*Work instruction:* Search the entries below for "Target" and copy each matching line.

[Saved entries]

'''

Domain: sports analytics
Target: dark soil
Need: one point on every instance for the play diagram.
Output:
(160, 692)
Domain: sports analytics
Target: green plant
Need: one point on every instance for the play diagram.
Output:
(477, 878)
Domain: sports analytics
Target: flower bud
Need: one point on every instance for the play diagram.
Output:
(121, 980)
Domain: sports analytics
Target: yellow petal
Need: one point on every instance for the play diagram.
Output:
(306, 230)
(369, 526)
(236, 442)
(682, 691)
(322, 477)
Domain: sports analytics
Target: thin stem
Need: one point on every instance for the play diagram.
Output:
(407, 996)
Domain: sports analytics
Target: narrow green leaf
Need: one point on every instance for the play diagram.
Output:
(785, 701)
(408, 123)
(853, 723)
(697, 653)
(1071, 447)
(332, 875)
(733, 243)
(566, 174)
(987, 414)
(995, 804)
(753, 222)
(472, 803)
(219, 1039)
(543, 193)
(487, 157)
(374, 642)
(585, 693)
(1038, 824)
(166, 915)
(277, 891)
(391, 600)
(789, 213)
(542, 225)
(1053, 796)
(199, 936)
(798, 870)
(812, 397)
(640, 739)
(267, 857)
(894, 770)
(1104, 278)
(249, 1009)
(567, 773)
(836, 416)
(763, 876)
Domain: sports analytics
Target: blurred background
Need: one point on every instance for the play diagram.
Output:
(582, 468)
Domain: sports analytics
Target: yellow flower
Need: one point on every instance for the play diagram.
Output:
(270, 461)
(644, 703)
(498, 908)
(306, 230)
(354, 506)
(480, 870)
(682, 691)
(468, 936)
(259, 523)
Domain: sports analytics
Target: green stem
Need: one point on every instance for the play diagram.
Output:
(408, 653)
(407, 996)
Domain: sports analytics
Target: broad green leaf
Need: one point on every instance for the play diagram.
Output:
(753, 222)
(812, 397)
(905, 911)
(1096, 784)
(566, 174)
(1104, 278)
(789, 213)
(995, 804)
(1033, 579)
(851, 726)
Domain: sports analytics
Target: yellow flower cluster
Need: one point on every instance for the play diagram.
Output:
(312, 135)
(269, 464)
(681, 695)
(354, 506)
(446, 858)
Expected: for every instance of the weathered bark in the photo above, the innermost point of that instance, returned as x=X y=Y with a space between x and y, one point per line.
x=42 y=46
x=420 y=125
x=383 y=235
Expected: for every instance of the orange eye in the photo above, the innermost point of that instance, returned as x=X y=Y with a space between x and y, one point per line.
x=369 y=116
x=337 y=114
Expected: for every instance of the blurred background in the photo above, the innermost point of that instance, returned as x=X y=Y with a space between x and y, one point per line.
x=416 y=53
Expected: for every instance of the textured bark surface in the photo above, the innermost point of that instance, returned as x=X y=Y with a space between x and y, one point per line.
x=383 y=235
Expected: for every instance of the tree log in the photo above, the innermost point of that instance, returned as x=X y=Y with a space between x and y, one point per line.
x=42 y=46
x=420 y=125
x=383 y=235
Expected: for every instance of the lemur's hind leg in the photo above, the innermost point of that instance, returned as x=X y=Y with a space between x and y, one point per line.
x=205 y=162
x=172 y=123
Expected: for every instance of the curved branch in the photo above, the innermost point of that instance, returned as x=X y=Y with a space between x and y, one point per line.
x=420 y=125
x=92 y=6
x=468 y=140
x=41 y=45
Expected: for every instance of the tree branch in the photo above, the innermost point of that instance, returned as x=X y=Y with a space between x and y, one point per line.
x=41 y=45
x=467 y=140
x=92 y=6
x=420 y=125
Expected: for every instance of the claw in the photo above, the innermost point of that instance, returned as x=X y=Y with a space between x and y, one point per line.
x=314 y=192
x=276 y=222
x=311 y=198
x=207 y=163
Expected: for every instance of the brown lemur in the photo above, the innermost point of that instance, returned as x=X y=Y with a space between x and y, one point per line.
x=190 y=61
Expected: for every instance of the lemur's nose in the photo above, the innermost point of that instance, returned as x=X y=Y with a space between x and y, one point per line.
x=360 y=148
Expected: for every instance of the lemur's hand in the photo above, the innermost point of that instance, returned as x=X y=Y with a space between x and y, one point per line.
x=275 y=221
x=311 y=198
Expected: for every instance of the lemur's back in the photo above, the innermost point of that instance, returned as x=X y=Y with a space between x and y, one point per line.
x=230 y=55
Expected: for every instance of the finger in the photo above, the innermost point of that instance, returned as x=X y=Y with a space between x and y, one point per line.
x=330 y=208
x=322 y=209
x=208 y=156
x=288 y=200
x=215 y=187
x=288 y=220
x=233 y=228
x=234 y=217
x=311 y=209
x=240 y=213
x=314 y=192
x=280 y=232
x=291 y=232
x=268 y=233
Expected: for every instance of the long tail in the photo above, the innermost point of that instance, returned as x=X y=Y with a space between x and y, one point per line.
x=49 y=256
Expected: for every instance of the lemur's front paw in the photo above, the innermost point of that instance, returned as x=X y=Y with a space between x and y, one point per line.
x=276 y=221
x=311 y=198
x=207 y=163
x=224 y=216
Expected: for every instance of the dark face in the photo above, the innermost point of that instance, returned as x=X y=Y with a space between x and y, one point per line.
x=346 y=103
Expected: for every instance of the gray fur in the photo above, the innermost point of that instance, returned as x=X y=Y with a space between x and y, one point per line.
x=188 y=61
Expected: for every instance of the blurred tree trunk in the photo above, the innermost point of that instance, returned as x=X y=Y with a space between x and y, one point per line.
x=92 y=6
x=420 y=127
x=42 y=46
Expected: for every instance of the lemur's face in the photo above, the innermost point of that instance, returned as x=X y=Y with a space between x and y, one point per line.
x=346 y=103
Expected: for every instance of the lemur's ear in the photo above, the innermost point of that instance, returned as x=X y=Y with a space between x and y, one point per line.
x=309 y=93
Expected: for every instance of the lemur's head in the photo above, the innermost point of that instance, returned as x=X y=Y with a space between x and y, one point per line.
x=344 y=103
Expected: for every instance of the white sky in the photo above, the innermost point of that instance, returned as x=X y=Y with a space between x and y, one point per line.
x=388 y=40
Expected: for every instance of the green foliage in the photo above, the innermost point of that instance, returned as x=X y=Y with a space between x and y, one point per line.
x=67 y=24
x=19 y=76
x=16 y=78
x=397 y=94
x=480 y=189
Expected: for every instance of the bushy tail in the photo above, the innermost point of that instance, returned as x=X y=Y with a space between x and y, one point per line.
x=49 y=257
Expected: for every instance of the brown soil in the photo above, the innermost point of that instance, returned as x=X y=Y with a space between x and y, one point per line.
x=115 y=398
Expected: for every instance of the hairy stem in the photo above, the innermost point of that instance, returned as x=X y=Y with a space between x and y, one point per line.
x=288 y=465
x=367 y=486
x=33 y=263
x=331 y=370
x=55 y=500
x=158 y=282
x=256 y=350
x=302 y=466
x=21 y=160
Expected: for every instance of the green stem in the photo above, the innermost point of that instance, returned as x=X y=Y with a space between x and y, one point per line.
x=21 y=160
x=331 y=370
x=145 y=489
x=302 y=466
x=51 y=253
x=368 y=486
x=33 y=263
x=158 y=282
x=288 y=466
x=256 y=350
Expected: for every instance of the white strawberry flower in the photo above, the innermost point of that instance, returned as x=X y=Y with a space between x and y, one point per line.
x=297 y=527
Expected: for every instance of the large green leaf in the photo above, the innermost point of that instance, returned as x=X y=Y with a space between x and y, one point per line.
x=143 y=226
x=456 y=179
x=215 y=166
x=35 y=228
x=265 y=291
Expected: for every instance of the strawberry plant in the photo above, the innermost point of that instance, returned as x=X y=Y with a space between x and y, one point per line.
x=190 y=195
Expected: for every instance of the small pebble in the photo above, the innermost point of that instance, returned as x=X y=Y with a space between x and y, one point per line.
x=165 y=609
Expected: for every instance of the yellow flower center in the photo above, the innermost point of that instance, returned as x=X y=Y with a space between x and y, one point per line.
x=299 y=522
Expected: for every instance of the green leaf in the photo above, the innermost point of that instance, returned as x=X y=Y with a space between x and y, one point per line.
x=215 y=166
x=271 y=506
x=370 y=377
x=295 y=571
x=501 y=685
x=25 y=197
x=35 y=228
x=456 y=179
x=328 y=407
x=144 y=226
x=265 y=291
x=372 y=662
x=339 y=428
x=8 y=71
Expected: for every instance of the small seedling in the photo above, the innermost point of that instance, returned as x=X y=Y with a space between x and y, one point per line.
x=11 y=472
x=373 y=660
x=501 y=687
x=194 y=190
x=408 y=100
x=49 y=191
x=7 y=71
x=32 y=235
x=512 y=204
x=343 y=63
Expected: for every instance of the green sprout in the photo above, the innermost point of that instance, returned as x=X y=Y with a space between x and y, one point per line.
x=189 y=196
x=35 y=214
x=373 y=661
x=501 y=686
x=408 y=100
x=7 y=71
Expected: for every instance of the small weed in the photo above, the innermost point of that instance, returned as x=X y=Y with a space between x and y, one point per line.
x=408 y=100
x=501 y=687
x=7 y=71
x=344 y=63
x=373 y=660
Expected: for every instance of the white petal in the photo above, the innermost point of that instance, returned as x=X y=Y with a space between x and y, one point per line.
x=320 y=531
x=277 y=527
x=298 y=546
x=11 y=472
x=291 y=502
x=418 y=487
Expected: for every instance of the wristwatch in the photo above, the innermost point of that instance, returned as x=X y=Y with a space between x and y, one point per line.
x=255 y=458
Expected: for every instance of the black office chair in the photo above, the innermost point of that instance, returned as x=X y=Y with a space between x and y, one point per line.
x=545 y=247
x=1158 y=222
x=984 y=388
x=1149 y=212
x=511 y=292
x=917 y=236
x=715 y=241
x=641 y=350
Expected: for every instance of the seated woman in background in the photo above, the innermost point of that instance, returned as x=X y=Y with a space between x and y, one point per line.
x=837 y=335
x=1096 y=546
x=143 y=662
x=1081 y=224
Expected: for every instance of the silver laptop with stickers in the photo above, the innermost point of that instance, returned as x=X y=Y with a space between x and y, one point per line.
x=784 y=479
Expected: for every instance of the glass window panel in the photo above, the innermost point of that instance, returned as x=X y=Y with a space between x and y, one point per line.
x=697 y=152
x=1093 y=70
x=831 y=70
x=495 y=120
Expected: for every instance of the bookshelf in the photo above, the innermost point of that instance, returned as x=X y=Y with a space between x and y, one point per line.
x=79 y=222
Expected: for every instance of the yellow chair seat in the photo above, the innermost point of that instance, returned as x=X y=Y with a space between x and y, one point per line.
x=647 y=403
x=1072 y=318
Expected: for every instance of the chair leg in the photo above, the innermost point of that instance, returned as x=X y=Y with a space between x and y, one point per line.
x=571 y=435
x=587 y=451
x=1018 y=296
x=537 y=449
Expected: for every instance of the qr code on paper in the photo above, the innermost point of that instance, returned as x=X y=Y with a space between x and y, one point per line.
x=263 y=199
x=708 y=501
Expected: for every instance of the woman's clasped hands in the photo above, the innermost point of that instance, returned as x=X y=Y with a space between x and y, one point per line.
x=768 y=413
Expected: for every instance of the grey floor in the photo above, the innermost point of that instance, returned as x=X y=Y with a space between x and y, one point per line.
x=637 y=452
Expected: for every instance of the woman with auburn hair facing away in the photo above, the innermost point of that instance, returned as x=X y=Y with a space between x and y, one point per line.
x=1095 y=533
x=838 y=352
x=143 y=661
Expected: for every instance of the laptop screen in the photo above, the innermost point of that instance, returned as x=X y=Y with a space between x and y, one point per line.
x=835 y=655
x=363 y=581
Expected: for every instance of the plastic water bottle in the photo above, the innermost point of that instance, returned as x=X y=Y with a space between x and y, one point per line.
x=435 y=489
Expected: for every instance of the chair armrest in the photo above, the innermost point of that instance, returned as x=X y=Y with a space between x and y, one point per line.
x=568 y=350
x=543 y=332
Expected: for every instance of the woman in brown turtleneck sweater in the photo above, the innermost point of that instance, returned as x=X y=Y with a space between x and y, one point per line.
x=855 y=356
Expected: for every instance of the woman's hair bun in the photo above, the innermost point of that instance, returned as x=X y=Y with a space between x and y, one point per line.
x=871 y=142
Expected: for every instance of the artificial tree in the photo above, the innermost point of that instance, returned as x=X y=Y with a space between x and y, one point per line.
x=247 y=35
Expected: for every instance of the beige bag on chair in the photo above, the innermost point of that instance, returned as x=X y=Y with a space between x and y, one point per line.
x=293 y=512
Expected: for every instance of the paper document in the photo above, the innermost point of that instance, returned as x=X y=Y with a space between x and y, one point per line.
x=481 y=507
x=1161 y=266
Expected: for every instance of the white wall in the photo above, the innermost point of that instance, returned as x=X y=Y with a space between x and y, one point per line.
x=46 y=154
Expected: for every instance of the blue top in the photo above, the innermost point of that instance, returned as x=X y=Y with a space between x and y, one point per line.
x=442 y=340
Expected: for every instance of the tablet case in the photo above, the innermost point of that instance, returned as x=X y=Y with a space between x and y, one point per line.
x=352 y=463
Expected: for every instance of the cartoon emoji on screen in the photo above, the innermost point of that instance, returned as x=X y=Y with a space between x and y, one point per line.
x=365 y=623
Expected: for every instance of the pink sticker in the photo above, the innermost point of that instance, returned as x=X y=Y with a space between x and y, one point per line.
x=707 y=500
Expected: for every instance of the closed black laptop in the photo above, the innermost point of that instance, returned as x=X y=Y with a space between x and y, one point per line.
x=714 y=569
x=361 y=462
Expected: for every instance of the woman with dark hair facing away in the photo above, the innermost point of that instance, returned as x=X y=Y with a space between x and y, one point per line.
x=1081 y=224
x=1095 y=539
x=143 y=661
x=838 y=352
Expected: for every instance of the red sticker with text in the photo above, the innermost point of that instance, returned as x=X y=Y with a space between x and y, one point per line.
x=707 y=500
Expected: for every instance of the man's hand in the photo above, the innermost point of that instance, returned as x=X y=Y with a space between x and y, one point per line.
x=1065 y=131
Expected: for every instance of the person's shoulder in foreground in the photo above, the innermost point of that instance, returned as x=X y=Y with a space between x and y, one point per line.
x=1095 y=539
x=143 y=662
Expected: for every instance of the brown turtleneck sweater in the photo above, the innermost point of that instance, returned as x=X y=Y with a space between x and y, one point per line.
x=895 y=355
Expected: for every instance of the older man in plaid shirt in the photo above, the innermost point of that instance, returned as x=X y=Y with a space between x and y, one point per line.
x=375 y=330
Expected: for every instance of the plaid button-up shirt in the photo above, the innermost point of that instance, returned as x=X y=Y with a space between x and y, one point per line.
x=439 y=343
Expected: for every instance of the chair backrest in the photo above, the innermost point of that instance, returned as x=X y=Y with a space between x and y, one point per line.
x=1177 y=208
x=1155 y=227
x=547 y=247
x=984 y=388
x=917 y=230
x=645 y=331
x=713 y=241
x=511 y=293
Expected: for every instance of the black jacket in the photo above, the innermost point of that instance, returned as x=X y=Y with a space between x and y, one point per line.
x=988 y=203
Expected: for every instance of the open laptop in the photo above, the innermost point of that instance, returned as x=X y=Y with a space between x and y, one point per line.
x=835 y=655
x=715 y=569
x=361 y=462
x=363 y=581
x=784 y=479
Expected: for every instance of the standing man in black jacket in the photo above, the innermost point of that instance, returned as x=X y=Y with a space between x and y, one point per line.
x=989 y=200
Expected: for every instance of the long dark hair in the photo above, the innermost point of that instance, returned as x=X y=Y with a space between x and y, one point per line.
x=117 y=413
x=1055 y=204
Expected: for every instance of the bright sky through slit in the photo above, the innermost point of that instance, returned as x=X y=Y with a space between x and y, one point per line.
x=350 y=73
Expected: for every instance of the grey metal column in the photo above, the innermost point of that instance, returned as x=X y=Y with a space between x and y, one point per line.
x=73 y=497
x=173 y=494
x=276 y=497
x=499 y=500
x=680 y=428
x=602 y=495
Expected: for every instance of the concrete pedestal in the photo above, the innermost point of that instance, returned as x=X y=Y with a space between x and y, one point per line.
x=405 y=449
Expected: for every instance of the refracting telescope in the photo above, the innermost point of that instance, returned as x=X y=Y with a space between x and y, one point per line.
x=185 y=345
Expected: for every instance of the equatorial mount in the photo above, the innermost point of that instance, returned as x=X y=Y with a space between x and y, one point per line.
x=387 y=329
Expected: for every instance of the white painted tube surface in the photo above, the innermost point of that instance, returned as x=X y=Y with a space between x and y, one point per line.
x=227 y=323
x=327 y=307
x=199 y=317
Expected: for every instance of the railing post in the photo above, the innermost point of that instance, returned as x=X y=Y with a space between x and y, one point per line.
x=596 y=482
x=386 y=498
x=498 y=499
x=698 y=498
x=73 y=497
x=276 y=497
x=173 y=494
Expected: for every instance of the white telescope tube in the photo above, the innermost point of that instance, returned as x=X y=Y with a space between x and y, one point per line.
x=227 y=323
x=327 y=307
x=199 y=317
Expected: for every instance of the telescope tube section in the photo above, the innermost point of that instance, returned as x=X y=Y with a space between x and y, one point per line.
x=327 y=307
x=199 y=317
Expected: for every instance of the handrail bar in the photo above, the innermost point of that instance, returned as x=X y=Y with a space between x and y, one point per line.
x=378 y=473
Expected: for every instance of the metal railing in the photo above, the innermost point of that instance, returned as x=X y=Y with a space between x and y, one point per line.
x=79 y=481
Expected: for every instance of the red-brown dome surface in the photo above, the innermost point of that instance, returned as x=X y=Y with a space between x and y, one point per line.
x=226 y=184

'''

*Expected answer:*
Target: dark soil
Target: green plant
Target: flower bud
Target: yellow petal
Target: thin stem
Target: narrow green leaf
Target: blurred background
Target: yellow flower
Target: green stem
Target: broad green leaf
Target: yellow flower cluster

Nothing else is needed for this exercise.